Because who doesn't want to be regaled with the minutiae floating around in my brain?
That's what I thought.
Tuesday, August 5, 2008
"I Don't Know How the Meatballs Showed Up"
Whenever you think you've got it bad, it's helpful to talk to people who have it worse. To wit, I was talking to my friend M, who, through no fault of her own, leads an especially zany life. (It may be occasionally exasperating for her, but it's endlessly entertaining for the rest of us.) While I was experiencing the protective, parental-ish side of Lollapolooza this weekend, she was doing her most recent turn as a bridesmaid.
I'm kind of a connoisseur of weddings. I've experienced a Taiwanese/Jewish wedding, a Wiccan wedding during which the attendants performed a circular-type dance as a part of the ceremony, and a more standard-issue wedding, after which the groom--whom I was meeting for the first time and who was standing next to his beaming bride and my beau at the time--hugged me, squeezed my ass, and observed that I appeared to work out. (To which my response was, inexplicably, "Awww, thanks! I've got this exercise video. . . ."). And for sheer tackiness, I cherish the wedding I attended once that featured the bride's extended family stuffing food from the buffet into their purses. The thing is, I generally love how weddings reveal and encapsulate so much about the people planning them, as well as their most horrifying relations. Everybody has those, of course: the great aunt who, in a stage whisper, inquires whether that woman is the one cheating on her husband; the cousin who gets drunk and makes embarrassing speeches; the uncle who hits on all the bridesmaids.

### WRITTEN INSTRUCTION 1
Print the part of the blog post starting with "That's what I" and going on through "as a bridesmaid.".
The blog post and the entries that follow it have no connection to each other.

### MATERIAL PROVIDED
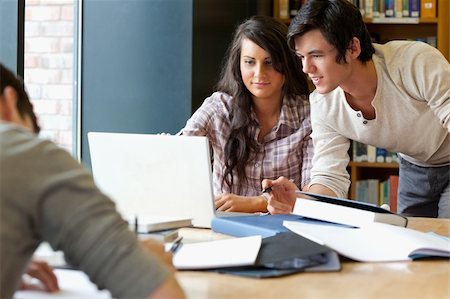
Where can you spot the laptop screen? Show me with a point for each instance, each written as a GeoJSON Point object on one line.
{"type": "Point", "coordinates": [148, 175]}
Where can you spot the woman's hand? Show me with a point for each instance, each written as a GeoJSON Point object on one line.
{"type": "Point", "coordinates": [43, 273]}
{"type": "Point", "coordinates": [158, 249]}
{"type": "Point", "coordinates": [281, 199]}
{"type": "Point", "coordinates": [229, 202]}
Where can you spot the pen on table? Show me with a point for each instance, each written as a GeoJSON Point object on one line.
{"type": "Point", "coordinates": [267, 190]}
{"type": "Point", "coordinates": [136, 224]}
{"type": "Point", "coordinates": [175, 245]}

### WRITTEN INSTRUCTION 2
Write out every entry again with "laptop screen" renamed to "computer screen", keeping everything else the same and leaving out the picture lines.

### FINAL ANSWER 1
That's what I thought.
Tuesday, August 5, 2008
"I Don't Know How the Meatballs Showed Up"
Whenever you think you've got it bad, it's helpful to talk to people who have it worse. To wit, I was talking to my friend M, who, through no fault of her own, leads an especially zany life. (It may be occasionally exasperating for her, but it's endlessly entertaining for the rest of us.) While I was experiencing the protective, parental-ish side of Lollapolooza this weekend, she was doing her most recent turn as a bridesmaid.

### FINAL ANSWER 2
Where can you spot the computer screen? Show me with a point for each instance, each written as a GeoJSON Point object on one line.
{"type": "Point", "coordinates": [148, 175]}
Where can you spot the woman's hand? Show me with a point for each instance, each written as a GeoJSON Point object on one line.
{"type": "Point", "coordinates": [43, 273]}
{"type": "Point", "coordinates": [158, 249]}
{"type": "Point", "coordinates": [281, 199]}
{"type": "Point", "coordinates": [229, 202]}
Where can you spot the pen on table? Show me with a point for each instance, each written as a GeoJSON Point object on one line.
{"type": "Point", "coordinates": [267, 190]}
{"type": "Point", "coordinates": [136, 224]}
{"type": "Point", "coordinates": [175, 245]}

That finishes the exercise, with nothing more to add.